──────── Supplied text

Bruce Granquist Mapping Bali

Bruce Granquist

Mapping Bruce is written by Bruce Granquist, an artist, cartographer, illustrator, writer and publisher from Chicago who has lived in Bali since 1986. 

If someone looks around the piles of artwork and working drawings from my studio, they might think I could not figure out what kind of artist I wanted to be. At this time of my life, it feels important to stand back, look over what I have done, and ask myself if it is enough to build a life on. This artwork can roughly be divided into two groups–illustrations intended for publication and abstract paintings done simply for my satisfaction.

Bruce Granquist Inhale Exhale

Inhale

Here is how it works, starting with the illustrations. These require a particular discipline and self-control because they have a specific job to do. They describe a place or thing in 2 dimensions. For example, an illustration of a bug for a book about natural history. It must be an accurate, closely observed bug. It cannot be how I feel about bugs or my particular mood that day. Illustration is not about the illustrator, it is exclusively about the object being illustrated. I call this part of the process inhale, observing and faithfully absorbing the complexity of the world.

Exhale

The next part of the process I call exhale. This is when the vivid images from illustrations, absorbed and marked in my imagination, mix and form something new. Eventually, all this visual material is transformed into complex abstract images. In contrast to the illustrations, these paintings are very much about how I feel and think and have limitless freedom. They only need to be faithful to the inspection that motivated them. Painting a leaf and discovering an abstract form in it, making an abstract calligraphic line and seeing the movements of a dancer, it is the balance of these two processes that motivate all of this artwork.

────────────────
──────── Data records

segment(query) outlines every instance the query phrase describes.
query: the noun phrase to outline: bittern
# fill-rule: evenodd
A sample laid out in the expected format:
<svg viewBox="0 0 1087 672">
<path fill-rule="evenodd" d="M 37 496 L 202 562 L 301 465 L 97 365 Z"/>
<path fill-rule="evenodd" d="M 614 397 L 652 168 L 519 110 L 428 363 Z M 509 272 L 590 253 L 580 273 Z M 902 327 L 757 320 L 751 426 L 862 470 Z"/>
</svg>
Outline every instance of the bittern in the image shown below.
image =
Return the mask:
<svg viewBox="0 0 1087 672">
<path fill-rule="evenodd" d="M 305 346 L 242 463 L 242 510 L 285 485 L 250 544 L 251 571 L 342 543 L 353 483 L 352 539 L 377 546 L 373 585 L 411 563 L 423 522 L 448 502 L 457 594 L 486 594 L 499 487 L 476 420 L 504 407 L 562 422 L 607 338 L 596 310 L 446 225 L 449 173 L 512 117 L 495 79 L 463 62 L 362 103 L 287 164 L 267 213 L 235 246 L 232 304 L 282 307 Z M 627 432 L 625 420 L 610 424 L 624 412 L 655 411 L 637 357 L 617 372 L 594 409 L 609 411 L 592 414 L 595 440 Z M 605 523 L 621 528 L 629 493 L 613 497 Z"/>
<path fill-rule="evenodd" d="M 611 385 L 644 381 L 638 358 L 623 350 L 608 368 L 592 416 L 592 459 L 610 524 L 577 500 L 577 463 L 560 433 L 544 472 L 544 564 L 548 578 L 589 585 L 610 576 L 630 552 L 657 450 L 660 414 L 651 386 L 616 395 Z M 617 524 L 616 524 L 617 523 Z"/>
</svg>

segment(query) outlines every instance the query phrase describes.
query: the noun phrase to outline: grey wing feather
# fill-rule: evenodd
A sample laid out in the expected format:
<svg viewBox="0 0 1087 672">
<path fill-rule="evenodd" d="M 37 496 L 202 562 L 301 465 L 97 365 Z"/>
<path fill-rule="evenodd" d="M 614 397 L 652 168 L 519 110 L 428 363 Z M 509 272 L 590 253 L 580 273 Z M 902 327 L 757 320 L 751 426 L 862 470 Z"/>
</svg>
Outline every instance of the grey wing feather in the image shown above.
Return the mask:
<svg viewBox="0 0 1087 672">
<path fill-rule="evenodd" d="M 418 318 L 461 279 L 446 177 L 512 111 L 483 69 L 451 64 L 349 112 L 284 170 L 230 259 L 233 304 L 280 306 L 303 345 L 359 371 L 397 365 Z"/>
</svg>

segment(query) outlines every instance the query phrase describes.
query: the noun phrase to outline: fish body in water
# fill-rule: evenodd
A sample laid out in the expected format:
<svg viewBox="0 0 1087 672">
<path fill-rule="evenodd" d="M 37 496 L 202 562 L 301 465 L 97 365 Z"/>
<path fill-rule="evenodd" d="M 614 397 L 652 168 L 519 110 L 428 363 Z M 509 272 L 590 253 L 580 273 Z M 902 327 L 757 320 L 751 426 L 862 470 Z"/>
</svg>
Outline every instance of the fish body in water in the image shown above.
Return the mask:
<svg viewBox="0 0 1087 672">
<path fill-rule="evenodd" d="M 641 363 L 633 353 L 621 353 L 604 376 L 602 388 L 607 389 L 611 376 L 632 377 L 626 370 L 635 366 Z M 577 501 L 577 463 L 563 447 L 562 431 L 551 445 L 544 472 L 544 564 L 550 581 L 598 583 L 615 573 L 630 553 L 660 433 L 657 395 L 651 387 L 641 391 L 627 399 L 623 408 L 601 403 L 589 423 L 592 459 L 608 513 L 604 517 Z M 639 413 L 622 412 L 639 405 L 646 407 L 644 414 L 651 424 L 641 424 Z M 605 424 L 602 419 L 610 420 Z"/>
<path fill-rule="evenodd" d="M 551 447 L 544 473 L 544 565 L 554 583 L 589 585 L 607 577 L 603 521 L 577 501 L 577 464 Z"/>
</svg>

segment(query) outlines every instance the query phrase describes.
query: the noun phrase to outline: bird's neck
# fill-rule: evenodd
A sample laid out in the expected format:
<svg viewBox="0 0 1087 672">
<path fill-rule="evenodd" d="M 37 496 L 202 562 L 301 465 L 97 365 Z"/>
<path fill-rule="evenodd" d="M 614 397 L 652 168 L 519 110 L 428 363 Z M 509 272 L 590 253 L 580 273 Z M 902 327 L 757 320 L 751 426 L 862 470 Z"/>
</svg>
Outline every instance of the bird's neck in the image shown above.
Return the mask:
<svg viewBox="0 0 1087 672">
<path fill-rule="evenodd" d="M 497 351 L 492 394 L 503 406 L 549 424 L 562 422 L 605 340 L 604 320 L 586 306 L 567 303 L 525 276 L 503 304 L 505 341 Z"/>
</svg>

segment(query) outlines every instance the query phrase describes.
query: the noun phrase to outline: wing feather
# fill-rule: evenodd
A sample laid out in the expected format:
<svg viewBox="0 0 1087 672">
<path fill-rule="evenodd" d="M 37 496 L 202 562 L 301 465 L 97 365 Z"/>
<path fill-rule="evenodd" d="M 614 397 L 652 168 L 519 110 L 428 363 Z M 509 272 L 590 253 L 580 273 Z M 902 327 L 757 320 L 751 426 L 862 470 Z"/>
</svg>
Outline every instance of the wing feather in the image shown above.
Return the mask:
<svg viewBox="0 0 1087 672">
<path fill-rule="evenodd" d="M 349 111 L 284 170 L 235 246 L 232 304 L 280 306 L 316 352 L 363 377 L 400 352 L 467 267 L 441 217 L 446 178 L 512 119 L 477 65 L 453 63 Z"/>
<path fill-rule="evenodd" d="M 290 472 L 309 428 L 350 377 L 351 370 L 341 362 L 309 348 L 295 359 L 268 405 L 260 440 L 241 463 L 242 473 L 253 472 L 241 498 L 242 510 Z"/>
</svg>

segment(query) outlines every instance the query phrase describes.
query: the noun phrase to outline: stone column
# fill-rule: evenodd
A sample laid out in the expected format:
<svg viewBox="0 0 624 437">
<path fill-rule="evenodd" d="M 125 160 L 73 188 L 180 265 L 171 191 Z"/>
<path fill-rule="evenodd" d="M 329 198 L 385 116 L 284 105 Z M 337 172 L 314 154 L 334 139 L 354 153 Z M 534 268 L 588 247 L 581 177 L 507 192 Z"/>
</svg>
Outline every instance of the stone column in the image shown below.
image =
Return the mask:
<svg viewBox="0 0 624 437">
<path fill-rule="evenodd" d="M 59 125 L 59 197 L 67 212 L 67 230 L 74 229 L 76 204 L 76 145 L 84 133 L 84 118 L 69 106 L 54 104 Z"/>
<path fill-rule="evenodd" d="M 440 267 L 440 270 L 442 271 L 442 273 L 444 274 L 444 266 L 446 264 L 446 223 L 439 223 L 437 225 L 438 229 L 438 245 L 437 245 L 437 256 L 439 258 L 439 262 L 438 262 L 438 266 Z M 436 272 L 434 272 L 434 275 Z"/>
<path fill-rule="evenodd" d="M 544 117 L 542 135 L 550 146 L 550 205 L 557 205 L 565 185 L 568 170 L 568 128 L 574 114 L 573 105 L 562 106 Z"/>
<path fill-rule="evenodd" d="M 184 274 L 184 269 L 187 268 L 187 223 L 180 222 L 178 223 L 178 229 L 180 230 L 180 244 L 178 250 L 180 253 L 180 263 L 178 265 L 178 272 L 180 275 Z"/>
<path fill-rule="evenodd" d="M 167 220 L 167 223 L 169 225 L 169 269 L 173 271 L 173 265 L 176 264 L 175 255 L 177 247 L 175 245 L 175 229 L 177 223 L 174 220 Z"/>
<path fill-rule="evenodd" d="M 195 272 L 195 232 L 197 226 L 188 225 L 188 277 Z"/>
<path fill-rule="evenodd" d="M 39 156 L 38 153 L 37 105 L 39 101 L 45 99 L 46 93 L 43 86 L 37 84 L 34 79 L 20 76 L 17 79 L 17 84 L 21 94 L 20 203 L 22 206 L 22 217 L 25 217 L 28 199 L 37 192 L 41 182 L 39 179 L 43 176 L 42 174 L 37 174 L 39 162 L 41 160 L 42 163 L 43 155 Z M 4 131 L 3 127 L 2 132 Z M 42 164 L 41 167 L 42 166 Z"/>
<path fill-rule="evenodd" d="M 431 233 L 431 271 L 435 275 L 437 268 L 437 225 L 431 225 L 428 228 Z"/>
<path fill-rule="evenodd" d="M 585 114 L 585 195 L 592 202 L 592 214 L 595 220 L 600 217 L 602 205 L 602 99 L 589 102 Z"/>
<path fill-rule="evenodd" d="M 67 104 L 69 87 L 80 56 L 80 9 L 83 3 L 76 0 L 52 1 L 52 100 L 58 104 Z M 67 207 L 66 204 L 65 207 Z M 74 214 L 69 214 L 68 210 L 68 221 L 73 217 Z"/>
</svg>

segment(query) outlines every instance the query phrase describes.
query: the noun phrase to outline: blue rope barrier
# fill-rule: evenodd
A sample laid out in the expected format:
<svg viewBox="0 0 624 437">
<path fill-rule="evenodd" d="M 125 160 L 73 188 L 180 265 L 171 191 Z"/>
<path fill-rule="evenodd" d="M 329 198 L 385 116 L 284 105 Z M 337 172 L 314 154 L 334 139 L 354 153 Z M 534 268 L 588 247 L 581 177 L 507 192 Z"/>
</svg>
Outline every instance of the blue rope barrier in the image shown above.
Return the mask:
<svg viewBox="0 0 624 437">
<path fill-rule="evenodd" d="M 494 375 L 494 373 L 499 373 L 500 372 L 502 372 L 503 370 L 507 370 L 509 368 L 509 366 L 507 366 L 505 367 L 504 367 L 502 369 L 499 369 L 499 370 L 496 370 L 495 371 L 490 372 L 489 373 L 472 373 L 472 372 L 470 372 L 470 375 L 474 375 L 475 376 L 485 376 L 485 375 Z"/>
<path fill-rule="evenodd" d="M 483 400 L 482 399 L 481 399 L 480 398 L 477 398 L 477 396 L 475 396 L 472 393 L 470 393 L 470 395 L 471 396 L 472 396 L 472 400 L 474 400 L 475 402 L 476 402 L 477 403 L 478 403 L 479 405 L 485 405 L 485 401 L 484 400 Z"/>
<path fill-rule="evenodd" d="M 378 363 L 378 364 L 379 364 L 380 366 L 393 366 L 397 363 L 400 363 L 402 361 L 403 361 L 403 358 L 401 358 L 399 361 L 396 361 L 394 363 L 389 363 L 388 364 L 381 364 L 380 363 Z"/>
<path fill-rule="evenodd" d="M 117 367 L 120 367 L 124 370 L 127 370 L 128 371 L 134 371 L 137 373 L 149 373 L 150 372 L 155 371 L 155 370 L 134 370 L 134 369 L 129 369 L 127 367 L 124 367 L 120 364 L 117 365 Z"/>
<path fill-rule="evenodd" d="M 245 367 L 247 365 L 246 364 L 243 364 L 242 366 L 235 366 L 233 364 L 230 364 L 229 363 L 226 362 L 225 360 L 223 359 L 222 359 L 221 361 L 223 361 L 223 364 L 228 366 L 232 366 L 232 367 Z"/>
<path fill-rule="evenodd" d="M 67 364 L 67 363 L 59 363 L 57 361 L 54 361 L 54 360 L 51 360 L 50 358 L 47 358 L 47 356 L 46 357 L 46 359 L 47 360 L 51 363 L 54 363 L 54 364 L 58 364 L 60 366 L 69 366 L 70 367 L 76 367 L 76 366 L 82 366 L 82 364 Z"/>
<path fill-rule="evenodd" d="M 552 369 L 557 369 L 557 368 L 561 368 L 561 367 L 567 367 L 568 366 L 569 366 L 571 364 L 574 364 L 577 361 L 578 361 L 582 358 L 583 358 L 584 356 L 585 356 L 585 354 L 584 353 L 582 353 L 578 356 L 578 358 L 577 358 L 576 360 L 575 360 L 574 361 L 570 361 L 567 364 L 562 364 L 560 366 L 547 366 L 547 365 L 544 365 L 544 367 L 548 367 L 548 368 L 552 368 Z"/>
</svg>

────────────────

### [Problem 1]
Please rewrite the passage on illustration and painting starting with "The next part" and going on through "of this artwork.", changing "paintings" to "canvases".
### [Problem 2]
Pick out and copy each line of the rows that contains the string "image". Case counts.

### [Solution 1]
The next part of the process I call exhale. This is when the vivid images from illustrations, absorbed and marked in my imagination, mix and form something new. Eventually, all this visual material is transformed into complex abstract images. In contrast to the illustrations, these canvases are very much about how I feel and think and have limitless freedom. They only need to be faithful to the inspection that motivated them. Painting a leaf and discovering an abstract form in it, making an abstract calligraphic line and seeing the movements of a dancer, it is the balance of these two processes that motivate all of this artwork.

### [Solution 2]
Outline every instance of the bittern in the image shown below.
image =
Outline every instance of the grey wing feather in the image shown above.
Outline every instance of the fish body in water in the image shown above.
Outline every instance of the bird's neck in the image shown above.
Outline every instance of the wing feather in the image shown above.
Outline every instance of the stone column in the image shown below.
image =
Outline every instance of the blue rope barrier in the image shown above.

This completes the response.